• MATERIAL SUPPLIED:
•••

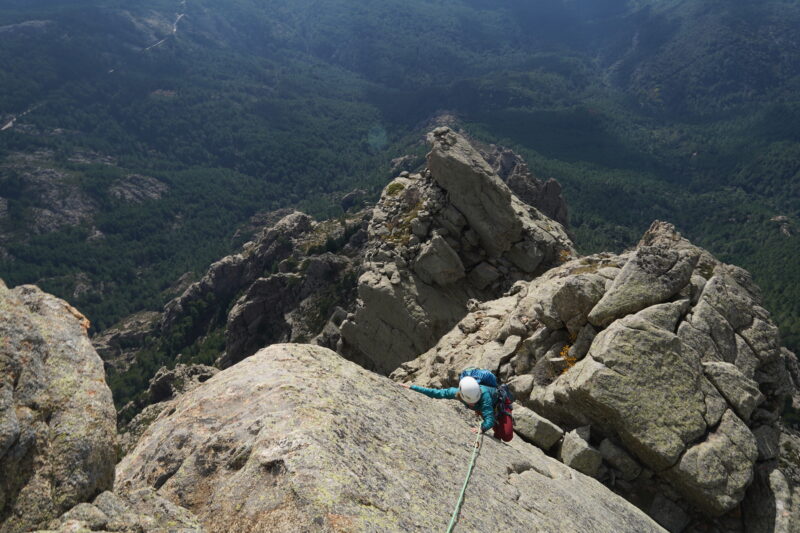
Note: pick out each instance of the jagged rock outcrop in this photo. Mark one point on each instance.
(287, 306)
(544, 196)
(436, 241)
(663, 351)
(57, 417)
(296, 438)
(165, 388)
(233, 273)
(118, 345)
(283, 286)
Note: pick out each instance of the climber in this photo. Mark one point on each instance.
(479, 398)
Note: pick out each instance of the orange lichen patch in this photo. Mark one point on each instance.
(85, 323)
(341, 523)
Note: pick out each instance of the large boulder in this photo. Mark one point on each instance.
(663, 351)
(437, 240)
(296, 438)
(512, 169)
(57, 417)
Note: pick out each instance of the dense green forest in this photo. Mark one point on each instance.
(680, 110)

•••

• REQUIRED TASK:
Rewrite all the rows above, changing every "photo" to "image" and keeping everything else the same. Leave the pictures out.

• FULL SOLUTION:
Note: pick out each instance of the jagged rock outcrop in this image. Mark one point on each instance.
(287, 306)
(544, 196)
(436, 241)
(663, 351)
(57, 417)
(296, 438)
(165, 388)
(233, 273)
(118, 345)
(283, 286)
Note: pick out each instance of the climber in this image. Mark one point on each instance.
(479, 398)
Note: pick out each instance of the orange lichen patch in this image. Mark one point on each instance.
(85, 323)
(341, 523)
Note: pick out each instance of the large boulder in this image. Mark one point on each instance.
(663, 351)
(437, 240)
(296, 438)
(512, 169)
(57, 417)
Note: pick out each instance of the dense green forest in this image. Mark one point on each instance.
(680, 110)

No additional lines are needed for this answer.